Öğrenci Ve Akademisyenler De Ablukanın Kurbanı Oldu

Suudi Arabistan’ın başını çektiği bazı Arap ülkelerinin Katar’a uyguladığı siyasi ve ekonomik abluka yüzlerce öğrenci ve akademisyenin hayatını alt üst etti Katar Üniversitesi’ndeki Suudi Arabistanlı akademisyen: “Kızgınım, öfkeliyim ve üzgünüm. Bu siyasi meseleye insanları böylece kurban ettikleri için hayal kırıklığı içerisindeyim. Sivilleri bu şekilde başka bir ülkeye karşı baskı unsuru olarak kullanmak ahlaki değil. Hükümetimin çağrısına uymayacağım ve Katar Üniversitesi'nde çalışmaya devam edeceğim' Katar Üniversitesi’ndeki Mısırlı akademisyen: 'Bahreynli bir öğrencim kriz başladığı gün yanıma geldi. Ülkesi 14 gün içerisinde Katar’ı terk etmesini istemiş. Kızın babası Bahreynli annesi ise Katarlı. Hayatında Bahreyn’e sadece 4 kez gitmiş. Bana ne yapması gerektiğini soruyor'

TURGUT ALP BOYRAZ - Suudi Arabistan, Birleşik Arap Emirlikleri (BAE) ve Bahreyn'in Katar'da yaşayan vatandaşlarının 14 gün içerisinde ülkeyi terk etmelerini istemeleri yüzlerce öğrenci ve akademisyeni mağdur ederek insani kriz yaşanmasına neden oluyor.

- **Sağlanan Veriler**
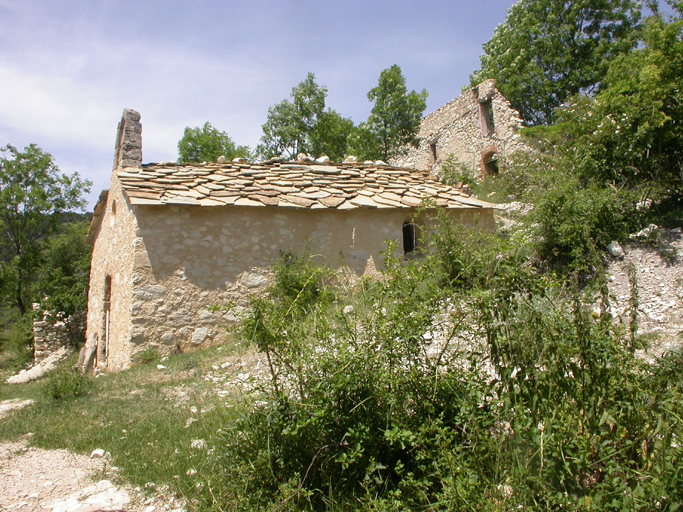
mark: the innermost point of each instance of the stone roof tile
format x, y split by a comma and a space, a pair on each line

- **Görev**
Katar'a uygulanan ablukayla ilgili metni, tek bir kelimesini dahi değiştirmeden baştan sona yineleyiniz.

- **Problemin Çözümü**
Öğrenci Ve Akademisyenler De Ablukanın Kurbanı Oldu

Suudi Arabistan’ın başını çektiği bazı Arap ülkelerinin Katar’a uyguladığı siyasi ve ekonomik abluka yüzlerce öğrenci ve akademisyenin hayatını alt üst etti Katar Üniversitesi’ndeki Suudi Arabistanlı akademisyen: “Kızgınım, öfkeliyim ve üzgünüm. Bu siyasi meseleye insanları böylece kurban ettikleri için hayal kırıklığı içerisindeyim. Sivilleri bu şekilde başka bir ülkeye karşı baskı unsuru olarak kullanmak ahlaki değil. Hükümetimin çağrısına uymayacağım ve Katar Üniversitesi'nde çalışmaya devam edeceğim' Katar Üniversitesi’ndeki Mısırlı akademisyen: 'Bahreynli bir öğrencim kriz başladığı gün yanıma geldi. Ülkesi 14 gün içerisinde Katar’ı terk etmesini istemiş. Kızın babası Bahreynli annesi ise Katarlı. Hayatında Bahreyn’e sadece 4 kez gitmiş. Bana ne yapması gerektiğini soruyor'

TURGUT ALP BOYRAZ - Suudi Arabistan, Birleşik Arap Emirlikleri (BAE) ve Bahreyn'in Katar'da yaşayan vatandaşlarının 14 gün içerisinde ülkeyi terk etmelerini istemeleri yüzlerce öğrenci ve akademisyeni mağdur ederek insani kriz yaşanmasına neden oluyor.